- Required task 1 -
According to the header of the scikit-learn clustering notebook, what is the purpose of demonstrating scikit-learn clustering? Answer in one sentence.

- Text -
* Begin *

## This demonstrates scikit-learn clustering for comparison with Tribuo clustering

In [1]:
import pandas as pd
from sklearn.model_selection import train_test_split
from sklearn.cluster import KMeans
from sklearn.cluster import AgglomerativeClustering
from sklearn.cluster import MeanShift
from sklearn.cluster import DBSCAN
from sklearn.metrics import adjusted_mutual_info_score
from sklearn.metrics import normalized_mutual_info_score

In [2]:
# This dataset is generated in the notebook: scikit-learn Clustering - Data Setup
df = pd.read_csv('../../data/gaussianBlobs.csv')
# print(df)

In [3]:
df_X = df.drop(['Cluster'], axis=1)
df_y = pd.DataFrame(df[['Cluster']])

X_train, X_test, y_train, y_test = train_test_split(df_X.values, df_y.values, test_size=0.2, random_state=1)
print('Training data size = %d, number of features = %d' % (len(X_train), len(df_X.columns)))
print('Testing data size = %d, number of features = %d' % (len(X_test), len(df_X.columns)))

* End *

- Required task 2 -
In the records, copy out the lines again, starting with the line that contains "Where can you find the front" and going on through the end of the records.

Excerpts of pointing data

* Begin *

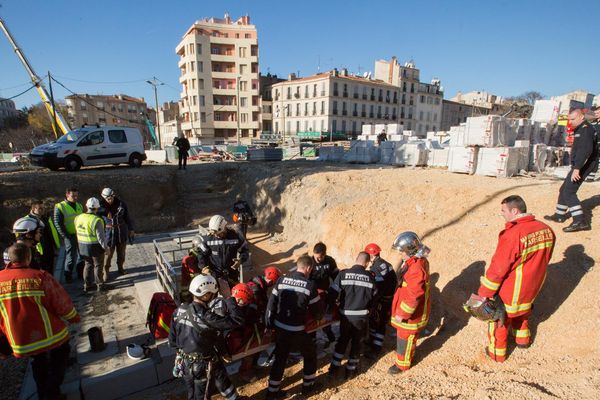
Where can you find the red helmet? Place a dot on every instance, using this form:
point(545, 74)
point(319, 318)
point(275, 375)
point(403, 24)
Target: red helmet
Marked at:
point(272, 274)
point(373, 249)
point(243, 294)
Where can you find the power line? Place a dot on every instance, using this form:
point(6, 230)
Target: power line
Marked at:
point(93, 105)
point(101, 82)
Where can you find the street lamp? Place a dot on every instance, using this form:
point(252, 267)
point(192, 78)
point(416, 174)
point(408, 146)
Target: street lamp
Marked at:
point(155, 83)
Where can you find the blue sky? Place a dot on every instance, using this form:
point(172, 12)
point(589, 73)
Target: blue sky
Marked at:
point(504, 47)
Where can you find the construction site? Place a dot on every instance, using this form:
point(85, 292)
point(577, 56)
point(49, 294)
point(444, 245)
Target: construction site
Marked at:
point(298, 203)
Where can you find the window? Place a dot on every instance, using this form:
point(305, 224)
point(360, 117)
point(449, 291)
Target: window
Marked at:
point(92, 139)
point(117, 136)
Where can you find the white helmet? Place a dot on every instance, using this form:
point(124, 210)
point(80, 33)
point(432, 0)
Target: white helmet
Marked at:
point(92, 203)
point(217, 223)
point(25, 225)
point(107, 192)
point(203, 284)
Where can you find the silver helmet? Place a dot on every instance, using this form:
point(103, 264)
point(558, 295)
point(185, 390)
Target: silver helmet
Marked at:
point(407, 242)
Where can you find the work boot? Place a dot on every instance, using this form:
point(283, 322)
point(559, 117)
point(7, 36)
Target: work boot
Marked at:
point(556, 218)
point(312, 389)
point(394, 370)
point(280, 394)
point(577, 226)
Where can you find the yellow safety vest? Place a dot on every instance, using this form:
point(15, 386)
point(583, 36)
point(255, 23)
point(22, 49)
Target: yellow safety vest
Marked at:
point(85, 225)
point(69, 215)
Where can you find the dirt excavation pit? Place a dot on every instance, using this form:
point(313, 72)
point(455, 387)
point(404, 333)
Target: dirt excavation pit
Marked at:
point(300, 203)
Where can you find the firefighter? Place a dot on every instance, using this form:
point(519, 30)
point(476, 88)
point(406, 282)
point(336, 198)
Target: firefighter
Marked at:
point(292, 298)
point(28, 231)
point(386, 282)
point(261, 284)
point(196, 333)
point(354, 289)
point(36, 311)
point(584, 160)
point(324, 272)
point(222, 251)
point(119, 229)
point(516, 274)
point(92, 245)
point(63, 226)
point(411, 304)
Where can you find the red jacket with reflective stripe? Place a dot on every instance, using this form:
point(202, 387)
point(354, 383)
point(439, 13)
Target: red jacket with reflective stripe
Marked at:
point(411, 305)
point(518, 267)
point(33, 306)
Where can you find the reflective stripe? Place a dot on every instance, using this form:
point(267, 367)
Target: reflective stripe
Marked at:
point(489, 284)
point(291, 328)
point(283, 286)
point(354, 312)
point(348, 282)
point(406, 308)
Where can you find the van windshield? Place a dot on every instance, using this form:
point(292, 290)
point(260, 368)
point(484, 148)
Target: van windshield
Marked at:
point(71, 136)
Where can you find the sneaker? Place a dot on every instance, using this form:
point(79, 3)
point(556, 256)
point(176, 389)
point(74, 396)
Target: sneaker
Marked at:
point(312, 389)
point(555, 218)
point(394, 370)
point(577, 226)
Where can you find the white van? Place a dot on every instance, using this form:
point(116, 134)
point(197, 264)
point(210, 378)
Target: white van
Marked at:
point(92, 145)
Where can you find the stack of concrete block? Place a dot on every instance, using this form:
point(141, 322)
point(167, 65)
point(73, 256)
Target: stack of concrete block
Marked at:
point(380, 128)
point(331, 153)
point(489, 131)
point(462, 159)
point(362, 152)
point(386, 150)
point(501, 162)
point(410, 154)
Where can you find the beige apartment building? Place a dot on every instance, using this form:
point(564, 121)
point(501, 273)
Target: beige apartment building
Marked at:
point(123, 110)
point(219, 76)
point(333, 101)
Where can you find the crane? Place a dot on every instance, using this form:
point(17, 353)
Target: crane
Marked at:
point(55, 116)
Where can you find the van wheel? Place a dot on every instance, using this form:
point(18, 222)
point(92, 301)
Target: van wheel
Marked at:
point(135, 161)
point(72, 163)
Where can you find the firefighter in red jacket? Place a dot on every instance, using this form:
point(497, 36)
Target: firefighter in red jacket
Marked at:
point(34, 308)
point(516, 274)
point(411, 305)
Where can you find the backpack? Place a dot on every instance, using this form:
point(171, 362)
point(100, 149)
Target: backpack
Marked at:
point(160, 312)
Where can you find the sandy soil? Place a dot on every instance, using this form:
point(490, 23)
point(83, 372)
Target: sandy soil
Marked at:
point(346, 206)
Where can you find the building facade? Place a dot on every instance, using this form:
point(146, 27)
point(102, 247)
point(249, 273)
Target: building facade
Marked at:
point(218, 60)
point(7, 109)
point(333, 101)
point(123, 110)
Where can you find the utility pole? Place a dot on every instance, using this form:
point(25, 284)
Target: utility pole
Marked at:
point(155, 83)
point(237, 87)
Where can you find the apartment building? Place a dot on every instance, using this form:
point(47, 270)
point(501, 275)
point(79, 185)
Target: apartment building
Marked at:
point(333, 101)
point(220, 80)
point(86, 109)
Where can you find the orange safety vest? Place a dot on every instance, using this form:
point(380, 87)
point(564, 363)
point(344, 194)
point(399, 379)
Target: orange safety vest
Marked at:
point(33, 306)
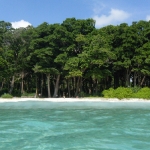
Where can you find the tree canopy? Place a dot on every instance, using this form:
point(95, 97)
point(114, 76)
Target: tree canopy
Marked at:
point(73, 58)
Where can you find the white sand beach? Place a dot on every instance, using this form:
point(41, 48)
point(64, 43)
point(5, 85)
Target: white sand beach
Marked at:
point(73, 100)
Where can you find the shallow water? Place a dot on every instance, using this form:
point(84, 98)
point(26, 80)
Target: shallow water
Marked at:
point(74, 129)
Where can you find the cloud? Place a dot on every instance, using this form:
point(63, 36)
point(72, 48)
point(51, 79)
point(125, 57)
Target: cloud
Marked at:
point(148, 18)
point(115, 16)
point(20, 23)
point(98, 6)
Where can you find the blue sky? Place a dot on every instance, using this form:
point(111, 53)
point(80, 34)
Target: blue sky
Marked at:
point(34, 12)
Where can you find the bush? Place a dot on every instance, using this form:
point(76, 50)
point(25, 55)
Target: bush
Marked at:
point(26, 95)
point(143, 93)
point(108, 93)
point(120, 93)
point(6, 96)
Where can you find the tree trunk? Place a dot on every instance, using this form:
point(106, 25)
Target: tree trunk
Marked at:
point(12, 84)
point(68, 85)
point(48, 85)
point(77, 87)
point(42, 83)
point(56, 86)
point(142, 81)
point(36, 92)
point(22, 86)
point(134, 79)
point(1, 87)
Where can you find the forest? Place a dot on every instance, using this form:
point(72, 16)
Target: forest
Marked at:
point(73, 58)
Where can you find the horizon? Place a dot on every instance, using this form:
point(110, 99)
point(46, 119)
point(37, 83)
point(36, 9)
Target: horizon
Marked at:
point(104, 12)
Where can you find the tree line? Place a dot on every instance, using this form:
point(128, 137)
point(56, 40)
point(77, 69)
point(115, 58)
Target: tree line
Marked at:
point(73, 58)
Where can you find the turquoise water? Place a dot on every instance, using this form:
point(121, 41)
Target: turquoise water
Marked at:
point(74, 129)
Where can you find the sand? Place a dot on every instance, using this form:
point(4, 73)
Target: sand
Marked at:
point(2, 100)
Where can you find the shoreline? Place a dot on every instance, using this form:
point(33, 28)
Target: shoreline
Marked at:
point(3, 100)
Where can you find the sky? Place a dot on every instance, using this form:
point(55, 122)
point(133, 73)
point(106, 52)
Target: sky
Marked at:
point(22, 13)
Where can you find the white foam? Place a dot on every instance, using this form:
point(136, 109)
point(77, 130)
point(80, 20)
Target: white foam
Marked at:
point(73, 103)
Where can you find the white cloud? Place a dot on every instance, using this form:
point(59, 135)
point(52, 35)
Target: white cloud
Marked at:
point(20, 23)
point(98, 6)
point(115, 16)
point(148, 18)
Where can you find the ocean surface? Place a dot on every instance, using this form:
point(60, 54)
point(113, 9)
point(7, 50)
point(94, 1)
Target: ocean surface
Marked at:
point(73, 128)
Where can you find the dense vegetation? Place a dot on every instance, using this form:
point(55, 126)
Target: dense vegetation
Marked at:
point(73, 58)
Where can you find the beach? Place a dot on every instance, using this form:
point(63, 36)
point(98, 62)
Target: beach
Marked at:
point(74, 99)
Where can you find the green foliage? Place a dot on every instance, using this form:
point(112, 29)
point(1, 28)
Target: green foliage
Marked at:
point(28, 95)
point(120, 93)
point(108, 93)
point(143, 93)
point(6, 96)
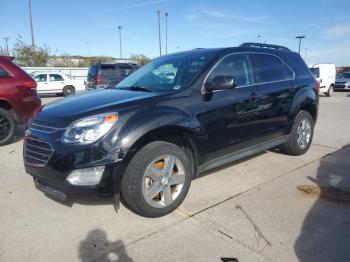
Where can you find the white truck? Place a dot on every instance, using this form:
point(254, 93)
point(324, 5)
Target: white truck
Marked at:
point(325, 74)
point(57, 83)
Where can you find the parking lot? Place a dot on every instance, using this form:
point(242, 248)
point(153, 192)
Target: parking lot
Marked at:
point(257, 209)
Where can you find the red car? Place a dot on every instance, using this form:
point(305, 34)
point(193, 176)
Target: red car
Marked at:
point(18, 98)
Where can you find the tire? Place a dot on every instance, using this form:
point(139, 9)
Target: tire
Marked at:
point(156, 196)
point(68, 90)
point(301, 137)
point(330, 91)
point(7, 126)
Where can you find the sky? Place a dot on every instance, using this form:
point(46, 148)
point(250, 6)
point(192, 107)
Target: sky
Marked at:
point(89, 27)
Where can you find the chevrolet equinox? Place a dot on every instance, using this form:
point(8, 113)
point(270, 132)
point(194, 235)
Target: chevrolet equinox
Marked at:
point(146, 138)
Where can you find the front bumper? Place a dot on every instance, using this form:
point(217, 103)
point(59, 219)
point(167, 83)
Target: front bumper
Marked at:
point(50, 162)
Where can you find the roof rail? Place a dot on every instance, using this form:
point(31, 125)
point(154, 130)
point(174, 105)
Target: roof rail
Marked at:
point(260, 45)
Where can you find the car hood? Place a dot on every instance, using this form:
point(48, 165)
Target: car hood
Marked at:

* End *

- Complete response 1 -
It demonstrates scikit-learn clustering so that it can be compared with Tribuo clustering.

- Complete response 2 -
Where can you find the front bumper? Place a dot on every instance, using this form:
point(217, 103)
point(59, 219)
point(167, 83)
Target: front bumper
Marked at:
point(50, 162)
Where can you find the roof rail? Place a dot on every instance, using this form:
point(31, 125)
point(154, 130)
point(174, 105)
Target: roof rail
Marked at:
point(260, 45)
Where can you find the car hood? Place a dot on every instance, using this form:
point(48, 165)
Target: car hood
Marked at:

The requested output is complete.